• **INSTRUCTIONS TO FOLLOW**
Transcribe the data exactly. Leave nothing out.

• **DATA SECTION**
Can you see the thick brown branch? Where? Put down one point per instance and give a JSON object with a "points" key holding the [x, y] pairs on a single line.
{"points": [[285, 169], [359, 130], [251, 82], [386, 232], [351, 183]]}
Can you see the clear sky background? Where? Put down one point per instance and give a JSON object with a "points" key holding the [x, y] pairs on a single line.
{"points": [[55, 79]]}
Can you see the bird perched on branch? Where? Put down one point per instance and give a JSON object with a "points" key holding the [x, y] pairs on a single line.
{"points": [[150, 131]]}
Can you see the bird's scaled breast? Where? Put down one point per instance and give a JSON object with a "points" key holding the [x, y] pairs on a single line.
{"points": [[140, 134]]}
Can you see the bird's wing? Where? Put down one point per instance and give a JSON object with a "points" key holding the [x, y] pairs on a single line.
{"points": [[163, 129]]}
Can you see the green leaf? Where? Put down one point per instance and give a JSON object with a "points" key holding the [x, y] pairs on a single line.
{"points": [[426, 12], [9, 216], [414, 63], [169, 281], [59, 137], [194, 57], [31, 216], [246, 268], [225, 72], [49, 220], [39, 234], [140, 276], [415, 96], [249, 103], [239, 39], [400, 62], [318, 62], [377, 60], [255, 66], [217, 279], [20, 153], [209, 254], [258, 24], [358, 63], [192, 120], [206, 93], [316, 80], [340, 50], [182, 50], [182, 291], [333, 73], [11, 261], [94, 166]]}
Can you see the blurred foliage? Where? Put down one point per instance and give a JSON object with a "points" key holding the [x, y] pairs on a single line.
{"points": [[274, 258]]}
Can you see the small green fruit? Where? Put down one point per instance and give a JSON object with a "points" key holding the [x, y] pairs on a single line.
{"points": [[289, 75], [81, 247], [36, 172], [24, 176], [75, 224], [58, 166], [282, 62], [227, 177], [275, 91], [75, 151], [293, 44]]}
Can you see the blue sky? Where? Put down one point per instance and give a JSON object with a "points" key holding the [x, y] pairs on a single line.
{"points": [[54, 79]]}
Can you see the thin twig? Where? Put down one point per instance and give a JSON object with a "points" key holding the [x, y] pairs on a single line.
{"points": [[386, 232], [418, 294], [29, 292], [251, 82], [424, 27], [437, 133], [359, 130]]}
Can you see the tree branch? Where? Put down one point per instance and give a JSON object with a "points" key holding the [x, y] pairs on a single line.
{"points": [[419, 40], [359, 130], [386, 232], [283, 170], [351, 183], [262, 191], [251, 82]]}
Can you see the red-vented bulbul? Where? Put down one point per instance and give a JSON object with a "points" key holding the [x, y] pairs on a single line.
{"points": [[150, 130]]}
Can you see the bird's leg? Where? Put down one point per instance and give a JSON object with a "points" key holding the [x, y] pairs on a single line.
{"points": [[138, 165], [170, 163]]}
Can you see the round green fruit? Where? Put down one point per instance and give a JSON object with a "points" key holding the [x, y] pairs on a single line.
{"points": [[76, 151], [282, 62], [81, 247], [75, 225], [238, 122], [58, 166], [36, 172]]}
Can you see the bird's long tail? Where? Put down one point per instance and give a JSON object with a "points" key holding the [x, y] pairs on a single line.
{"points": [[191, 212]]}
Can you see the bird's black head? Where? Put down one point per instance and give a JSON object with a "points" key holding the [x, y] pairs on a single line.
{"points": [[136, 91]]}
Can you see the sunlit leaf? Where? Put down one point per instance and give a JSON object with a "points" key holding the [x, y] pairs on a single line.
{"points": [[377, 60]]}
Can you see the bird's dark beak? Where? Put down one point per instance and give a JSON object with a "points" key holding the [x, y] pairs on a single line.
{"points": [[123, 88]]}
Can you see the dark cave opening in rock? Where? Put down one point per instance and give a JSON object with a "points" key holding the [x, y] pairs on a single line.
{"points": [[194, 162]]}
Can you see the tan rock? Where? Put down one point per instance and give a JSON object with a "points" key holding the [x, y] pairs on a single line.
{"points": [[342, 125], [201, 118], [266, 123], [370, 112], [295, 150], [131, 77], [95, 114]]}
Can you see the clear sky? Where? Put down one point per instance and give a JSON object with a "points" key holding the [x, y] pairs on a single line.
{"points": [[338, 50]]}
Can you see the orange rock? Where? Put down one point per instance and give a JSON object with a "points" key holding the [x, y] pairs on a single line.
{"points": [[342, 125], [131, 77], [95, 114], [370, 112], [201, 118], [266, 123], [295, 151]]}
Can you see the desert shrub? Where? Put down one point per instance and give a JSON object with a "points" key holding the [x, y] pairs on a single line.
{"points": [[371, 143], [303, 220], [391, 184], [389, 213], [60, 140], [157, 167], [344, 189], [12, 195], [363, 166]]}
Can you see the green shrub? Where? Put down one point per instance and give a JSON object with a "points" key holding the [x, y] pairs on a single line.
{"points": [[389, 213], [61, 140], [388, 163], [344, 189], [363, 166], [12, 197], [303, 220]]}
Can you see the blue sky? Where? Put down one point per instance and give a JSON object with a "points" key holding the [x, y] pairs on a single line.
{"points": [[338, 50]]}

• **ANSWER TO THE PROBLEM**
Can you see the thick brown branch? Where? Put down one point per instance and give a JSON object with a "points" key holding the [x, y] pairs on a single line.
{"points": [[285, 169], [359, 130], [251, 82], [386, 232], [351, 183]]}
Can you see the clear sky background? Where? Put down one point per instance and give a JSON object with a "points" key holding the [x, y] pairs on a single line.
{"points": [[55, 79]]}
Can you see the bird perched on branch? Where? Put down one point per instance and give a JSON object with a "points" key holding the [x, y] pairs on a single line.
{"points": [[150, 131]]}
Can you see the bird's scaled breast? Where? Put down one point per instance and give a JSON object with a "points" key holding the [x, y] pairs on a single line.
{"points": [[140, 134]]}
Can you see the bird's wing? Where? Put down one point per instance and give a JSON object with a "points" key holding the [x, y] pairs on a single line.
{"points": [[163, 129]]}
Can you see the green leaf? Where? Put down one point per instance and give a JSON object with a "points" key holding the [x, y] pairs on a single line.
{"points": [[426, 12], [9, 216], [414, 63], [169, 281], [59, 137], [194, 57], [31, 216], [246, 268], [225, 72], [49, 220], [39, 234], [140, 276], [415, 96], [249, 103], [239, 39], [400, 62], [318, 62], [377, 60], [255, 66], [217, 279], [20, 153], [209, 254], [258, 24], [358, 63], [192, 120], [206, 93], [316, 80], [340, 50], [182, 50], [182, 291], [333, 73], [11, 261], [94, 166]]}
Can you see the blurred foliage? Where? Put down one point per instance and give a JSON object with a "points" key holding the [x, y] pairs on a single line.
{"points": [[274, 258]]}
Can you see the small green fruit? Where? Put down one point per instance and give a JSON object with a "points" key holding the [x, y] pairs on a single line.
{"points": [[289, 75], [81, 247], [36, 172], [24, 176], [75, 224], [58, 166], [282, 62], [227, 177], [275, 91], [75, 151], [293, 44]]}
Can you see the blue sky? Where? Put down one point per instance and give a JSON object with a "points" key holding the [x, y] pairs on a single line.
{"points": [[54, 79]]}
Can you see the thin twig? Where? Put down one point per instance and give a JSON object with a "points" key holding the [x, y] pairs on a single line.
{"points": [[386, 232], [418, 294], [29, 292], [251, 82], [424, 27], [437, 133], [359, 130]]}
Can you see the tree branch? Where? Put down one point per instance and give a JSON object with a "points" key holding the [x, y] pairs on a single line.
{"points": [[419, 40], [359, 130], [386, 232], [283, 170], [351, 183], [262, 191], [251, 82]]}
Can you see the red-vented bulbul? Where? Put down one point per instance and give a JSON object with a "points" key holding the [x, y] pairs on a single line.
{"points": [[150, 130]]}
Can you see the bird's leg? Where? Put down one point per instance and give a JSON object with a "points" key holding the [x, y] pairs on a single line.
{"points": [[138, 165], [170, 163]]}
Can you see the round green fruit? Where? Put down one point per instance and give a JSON object with a "points" key holding the [x, y] pairs on a single line.
{"points": [[76, 151], [282, 62], [81, 247], [75, 225], [238, 122], [58, 166], [36, 172]]}
Can you see the bird's long tail? Where? Put down one point per instance and give a JSON object with a "points" key holding the [x, y] pairs on a single line.
{"points": [[191, 212]]}
Can you see the bird's black head? Where? Put down one point per instance and give a JSON object with a "points" key holding the [x, y] pairs on a single line.
{"points": [[136, 91]]}
Can you see the sunlit leaf? Where? Put down one point per instance and give a JSON object with a "points" key holding the [x, y] pairs on a single line.
{"points": [[377, 60]]}
Can you see the bird's dark beak? Where? Put down one point per instance and give a JSON object with a "points" key holding the [x, y] pairs on a single line.
{"points": [[123, 88]]}
Can you see the dark cave opening in rock? Where? Put down one point per instance and give a JSON object with a "points" key holding the [x, y] pairs on a single line.
{"points": [[194, 162]]}
Can you see the tan rock? Where? Put down one point per instance and give a JSON object with a "points" key holding the [x, y] pairs on a single line.
{"points": [[342, 125], [201, 118], [266, 123], [370, 112], [295, 150], [131, 77], [95, 114]]}
Can you see the clear sky? Where? Put down one point per instance and give a JSON object with a "points" key holding the [x, y] pairs on a single line.
{"points": [[338, 50]]}
Can you see the orange rock? Where? Put down one point per instance and give a JSON object with a "points" key holding the [x, y] pairs on a single line.
{"points": [[342, 125], [131, 77], [95, 114], [370, 112], [201, 118], [266, 123], [295, 151]]}
Can you see the desert shrub? Where? Put down one point per instance and give a JSON object with a "points" key holding the [x, y] pairs on a single line.
{"points": [[371, 143], [303, 220], [391, 184], [389, 213], [60, 140], [157, 167], [344, 189], [12, 195], [363, 166]]}
Can you see the green shrub? Where? Put down one point per instance and give a JSON object with a "points" key holding the [x, y] pairs on a single line.
{"points": [[389, 213], [61, 140], [388, 163], [344, 189], [363, 166], [12, 197], [303, 220]]}
Can you see the blue sky? Where? Put down one point per instance and give a JSON object with a "points" key holding the [x, y] pairs on a single line.
{"points": [[338, 50]]}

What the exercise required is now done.